A Singular Take on Cultural History: On Luc Sante’s “Maybe the People Would Be the Times”

Luc Sante

If Luc Sante wrote the phone book I’d read it. Twice. Happily, Sante’s new book Maybe the People Would Be the Times gathers pieces about music, art, and city life from the last twenty-plus years, so what he writes about is as compelling as the style with which he does it. Sante stubbornly refuses to write a stale line. Whether paying tribute to the young Patti Smith or imagining the subsequent lives of the original owners of 45s in his collection or recalling the long-gone businesses and denizens of the Lower East Side, he puts the reader right there, seeing what he saw, thinking what he thought.

Divided into five sections devoted, respectively, to music, adolescence, heroes, photography, and the old neighborhood, there are many overlaps in themes and subject-matter. As he notes early on, Almost everything of interest in New York City lies in some degree of proximity to music.” The city of his youth is one of possibility, a place where resourceful people can try and fail at poetry, painting, filmmaking, or music, dust themselves off and start anew the next day. Hiphop and No Wave are being birthed before his eyes and ears. There is little money to be made, so everyone is willing to take chances. It’s a place and time which would be as alien as a moonscape to a current visitor. Yet by vividly evoking the lives and the work of 70s and early 80s Sante makes that ghost city feel a thousand times more real than the posh Disneyfied creation which occupies the same geography today.

The pieces which deal with his early attempts to fit into American culture as an immigrant immediately rang a bell for me. That desperate, all-consuming study of the TV shows, records, magazines, and books of your new country in order to fast-forward inclusion and participation is all too familiar. It’s an added burden on top of the common unease of childhood and adolescence to have to translate the new and pretend to disown the old. Parents become strangers because they came of age overseas and often need you to interpret the simplest everyday thing in this new adopted land. It’s a discomfort not easily explained to your new American friends. Nobody wants to stand out until much later in life. When Sante writes of his mother, that “my failings wounded her, and my successes meant nothing to her because they occurred in a world she couldn’t or wouldn’t understand.” I know exactly what he’s talking about.

- [What this exercise asks]:
• a. Return the passage of the Luc Sante review from "Divided into five" to "same geography today.", copied word for word.
• b. Write the next part of the review of Luc Sante's book, picking up right after its final sentence.

- [Stored data]:

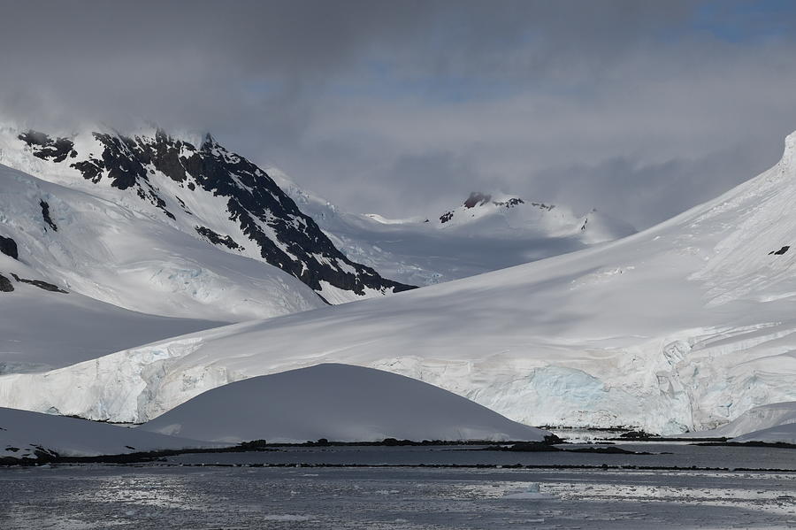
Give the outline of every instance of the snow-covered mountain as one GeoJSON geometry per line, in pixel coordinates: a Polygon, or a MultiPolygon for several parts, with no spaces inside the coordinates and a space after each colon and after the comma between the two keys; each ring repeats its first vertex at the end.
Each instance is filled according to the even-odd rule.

- [Per-task answers]:
• a.
Divided into five sections devoted, respectively, to music, adolescence, heroes, photography, and the old neighborhood, there are many overlaps in themes and subject-matter. As he notes early on, Almost everything of interest in New York City lies in some degree of proximity to music.” The city of his youth is one of possibility, a place where resourceful people can try and fail at poetry, painting, filmmaking, or music, dust themselves off and start anew the next day. Hiphop and No Wave are being birthed before his eyes and ears. There is little money to be made, so everyone is willing to take chances. It’s a place and time which would be as alien as a moonscape to a current visitor. Yet by vividly evoking the lives and the work of 70s and early 80s Sante makes that ghost city feel a thousand times more real than the posh Disneyfied creation which occupies the same geography today.

• b.
His enthusiasm for the work he loves is contagious. Who wouldn’t run to the nearest bookstore for the entire run of Donald Westlake’s Parker crime novels after reading that You can consume the entire series and not once have to invest in a bookmark.” Upon finishing Sante’s tribute to pioneering film critic and painter Manny Farber I immediately reserved a book of his writing from the local library. I’d tried reading Farber many years ago but was maybe too young to get on his wavelength. Sante’s essay made me reconsider an assumption, which is an ultimate success any piece of writing could aspire to. To make a reader see a thing he thought he knew as if he’d never seen it before.

Sante also saves me the trouble of delving into work I was marginally curious about but avoided. He says of H.P. Lovecraft, “Where he fails utterly is in conveying lived experience, the material counterweight to his phantoms.” This confirms my suspicion that Lovecraft isn’t for me, but I read about him with as much interest as the essay on Georges Simenon—a writer I enjoy and respect. In the case of these two writers, Sante skillfully delineates the paradoxes and contradictions of their art versus their lives. It’s so often true that deeply flawed individuals leave the best of themselves on the page, tape, or screen. Whether an unabashed fan or harboring major misgivings, Sante makes us see artists in all their complexity and gives them their due. They’re lucky to have him as a reader, listener, and viewer.

Sante is one of the very few writers who almost makes me like photography. The pieces on vernacular, anonymous, and street photos are some of the most incisive in the entire collection. Sante understands the tabula rasa nature of the medium, how meaning is so often imposed on pictures by the viewer. He uses the images as a jumping off point for poetic speculation and for ruminating on unanswerable queries. When writing about a well-known figure like Weegee, he elevates the chronicler of crime-scene carnage to the museum realm, while ruefully noting how he never got his due while still alive.

I put Sante up there with Joseph Mitchell as an observer of street-level life. This new collection, which follows the equally essential Kill All Your Darlings, is a must for anyone curious about art and culture made in this country during the last era when what’s new was gleaned firsthand, in the flesh, rather than passively received by screen. Remnants of that world persist, but you have to squint hard to still see it. Sante renders it with 20/20 stereoscope clarity.

***

Maybe the People Would Be the Times
by Luc Sante
Verse Chorus Press; 336 p.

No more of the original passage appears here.